Assignment => Retyping each entry exactly is the whole task.

------------

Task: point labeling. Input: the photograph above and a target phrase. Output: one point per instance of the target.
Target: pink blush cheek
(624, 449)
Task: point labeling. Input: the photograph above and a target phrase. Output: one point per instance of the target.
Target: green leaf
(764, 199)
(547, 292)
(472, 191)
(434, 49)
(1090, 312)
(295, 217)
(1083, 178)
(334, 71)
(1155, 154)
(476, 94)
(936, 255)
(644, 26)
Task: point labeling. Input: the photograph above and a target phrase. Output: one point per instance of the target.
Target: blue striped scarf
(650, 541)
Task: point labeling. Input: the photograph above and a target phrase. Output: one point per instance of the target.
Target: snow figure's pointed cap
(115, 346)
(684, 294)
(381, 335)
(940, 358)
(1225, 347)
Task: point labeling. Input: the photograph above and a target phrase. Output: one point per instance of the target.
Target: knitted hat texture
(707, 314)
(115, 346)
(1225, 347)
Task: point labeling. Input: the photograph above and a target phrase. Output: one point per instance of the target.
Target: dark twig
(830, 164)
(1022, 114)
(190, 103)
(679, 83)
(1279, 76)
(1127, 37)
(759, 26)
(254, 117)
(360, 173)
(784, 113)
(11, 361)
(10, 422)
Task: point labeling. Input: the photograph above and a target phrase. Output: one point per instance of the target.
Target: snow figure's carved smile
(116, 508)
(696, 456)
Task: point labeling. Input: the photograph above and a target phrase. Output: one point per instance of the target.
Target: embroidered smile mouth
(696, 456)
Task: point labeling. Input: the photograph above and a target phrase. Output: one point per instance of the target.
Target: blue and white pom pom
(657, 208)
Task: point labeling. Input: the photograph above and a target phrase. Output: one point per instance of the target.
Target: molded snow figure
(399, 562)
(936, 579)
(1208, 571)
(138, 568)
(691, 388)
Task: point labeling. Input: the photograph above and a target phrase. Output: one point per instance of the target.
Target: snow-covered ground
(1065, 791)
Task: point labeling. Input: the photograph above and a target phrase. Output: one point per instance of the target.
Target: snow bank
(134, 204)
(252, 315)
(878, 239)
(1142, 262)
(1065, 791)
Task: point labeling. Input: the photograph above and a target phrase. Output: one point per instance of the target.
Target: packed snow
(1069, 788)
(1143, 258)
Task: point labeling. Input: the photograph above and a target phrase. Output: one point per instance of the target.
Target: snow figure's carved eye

------------

Task solution =>
Task: point labeling. Input: the photograph above and a target phrase. Output: one point per instance of the target.
Target: pink blush cheek
(624, 449)
Task: point labeling. Input: the photograph above and a target phrase. Output: one point per instance of the target.
Target: green leaf
(764, 199)
(547, 292)
(472, 191)
(434, 49)
(1090, 312)
(295, 217)
(1083, 178)
(334, 71)
(1155, 154)
(476, 94)
(936, 255)
(644, 26)
Task: point labeling. Input: the photograph above and a target phrase. Output: one point per instance of the target.
Target: blue striped scarf
(650, 541)
Task: point labeling. Input: the photograph above and a target phrase. Output: one point per instance of the target.
Target: snow figure's pointed cap
(115, 346)
(684, 294)
(381, 335)
(940, 358)
(1225, 347)
Task: point labeling. Input: the photograph above and a target phrase. Output: one point per instance of the target.
Target: knitted hat texture
(707, 314)
(115, 346)
(1225, 347)
Task: point labeling. Input: the photograph above and a target phrase. Output: one point per instance of the target.
Target: dark twig
(830, 164)
(1022, 114)
(190, 103)
(679, 83)
(1279, 76)
(1127, 37)
(759, 26)
(254, 117)
(360, 173)
(784, 113)
(11, 361)
(10, 422)
Task: point labeling. Input: the photograph above and a target phrase. Output: one point per instance of the target.
Target: snow figure's carved smile
(116, 508)
(696, 456)
Task: point labeling. Input: the photograph above and a target phrase. Output: one point per instance of the target.
Target: embroidered smile mouth
(696, 456)
Task: point labeling. Input: the photograph above and a target phrase. Output: one point per instance of the target.
Target: blue and white pom pom
(657, 208)
Task: point labeling. Input: the photograph above and a target phrase. Output: one point per instance of the target.
Target: molded snow figure
(399, 562)
(936, 579)
(1208, 571)
(138, 568)
(691, 388)
Task: point labeling. Input: the photograph above and a target phrase. Output: one point per instance of the target.
Target: snow-covered ground
(1065, 791)
Task: point labeling. Input: the photograph above and a target phrase. Output: one point per instance of the target.
Target: snow bank
(134, 204)
(252, 315)
(878, 239)
(1142, 262)
(1065, 791)
Task: point labeling. Input: the photograph above and a target phrase. Output: one point per instance of the target.
Target: packed snow
(1069, 788)
(1143, 258)
Task: point labeling. Input: the photograph above and a target phrase. Output: one point per instance of the target.
Target: snow figure's carved eye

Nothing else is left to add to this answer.